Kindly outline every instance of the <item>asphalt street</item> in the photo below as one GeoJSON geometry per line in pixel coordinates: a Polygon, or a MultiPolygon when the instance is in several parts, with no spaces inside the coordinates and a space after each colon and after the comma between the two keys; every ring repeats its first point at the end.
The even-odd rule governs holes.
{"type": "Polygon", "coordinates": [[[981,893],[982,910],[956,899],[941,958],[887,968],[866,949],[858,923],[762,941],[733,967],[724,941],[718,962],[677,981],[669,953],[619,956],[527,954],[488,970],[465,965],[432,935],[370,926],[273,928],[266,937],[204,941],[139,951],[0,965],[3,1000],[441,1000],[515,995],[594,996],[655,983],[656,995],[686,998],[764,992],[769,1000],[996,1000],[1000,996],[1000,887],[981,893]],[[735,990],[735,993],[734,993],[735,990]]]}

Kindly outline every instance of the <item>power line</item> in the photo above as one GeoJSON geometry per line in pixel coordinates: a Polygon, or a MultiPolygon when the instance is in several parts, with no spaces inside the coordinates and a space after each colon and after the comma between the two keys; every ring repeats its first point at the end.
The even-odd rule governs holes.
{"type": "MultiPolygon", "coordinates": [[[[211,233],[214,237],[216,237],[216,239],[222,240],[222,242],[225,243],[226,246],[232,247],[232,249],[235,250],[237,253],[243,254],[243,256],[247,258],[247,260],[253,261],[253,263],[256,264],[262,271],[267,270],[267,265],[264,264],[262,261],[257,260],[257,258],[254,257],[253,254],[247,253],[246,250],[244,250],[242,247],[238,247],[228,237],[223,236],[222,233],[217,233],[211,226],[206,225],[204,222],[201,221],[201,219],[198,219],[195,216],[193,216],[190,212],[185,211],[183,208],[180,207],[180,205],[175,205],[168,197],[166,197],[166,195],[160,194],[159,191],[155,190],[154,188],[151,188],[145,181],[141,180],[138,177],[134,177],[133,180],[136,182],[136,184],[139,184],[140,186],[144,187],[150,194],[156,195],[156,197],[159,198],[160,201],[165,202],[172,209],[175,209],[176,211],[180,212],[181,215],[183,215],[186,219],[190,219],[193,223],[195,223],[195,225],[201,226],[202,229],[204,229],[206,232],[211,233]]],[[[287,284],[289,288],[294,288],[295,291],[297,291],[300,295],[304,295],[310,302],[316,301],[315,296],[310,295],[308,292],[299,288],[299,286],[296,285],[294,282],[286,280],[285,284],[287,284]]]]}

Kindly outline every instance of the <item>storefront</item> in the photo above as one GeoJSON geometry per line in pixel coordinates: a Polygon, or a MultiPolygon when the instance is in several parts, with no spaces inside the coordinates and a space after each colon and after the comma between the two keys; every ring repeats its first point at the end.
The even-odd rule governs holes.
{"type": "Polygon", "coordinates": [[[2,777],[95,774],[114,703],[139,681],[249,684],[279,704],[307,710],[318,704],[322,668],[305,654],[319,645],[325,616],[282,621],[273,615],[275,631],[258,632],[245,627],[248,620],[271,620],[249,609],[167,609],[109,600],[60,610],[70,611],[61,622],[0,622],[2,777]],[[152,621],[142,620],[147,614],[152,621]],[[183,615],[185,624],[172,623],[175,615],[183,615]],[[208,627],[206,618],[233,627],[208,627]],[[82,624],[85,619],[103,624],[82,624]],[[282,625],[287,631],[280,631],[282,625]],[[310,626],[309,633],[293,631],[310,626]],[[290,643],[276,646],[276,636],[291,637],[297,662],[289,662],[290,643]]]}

* * * *

- _Task statement_
Filter the entries and copy out every line with the word "comma".

- _Answer space_
Kindly outline every instance of the <item>asphalt street</item> in the photo below as one GeoJSON geometry per line in pixel coordinates: a Polygon, or a MultiPolygon when the instance is in several parts, with no spaces inside the coordinates and a space after each colon and after the comma between the two keys; every ring repeats its first point at the end.
Kindly outline every instance of the <item>power line</item> in the photo above as one GeoJSON geometry per line in pixel coordinates: a Polygon, or a MultiPolygon when the instance is in several parts, with no spaces inside the coordinates and a space after each colon and after the comma between the two keys; every ring repeats its first point at the end.
Kindly outline every instance of the <item>storefront</item> in the photo above as one GeoJSON geometry per line in pixel coordinates: a Polygon, or a MultiPolygon when the instance is in several parts, with no spaces inside the coordinates and a space after each colon and after the comma between the two keys; every ring repeats its first point at the end.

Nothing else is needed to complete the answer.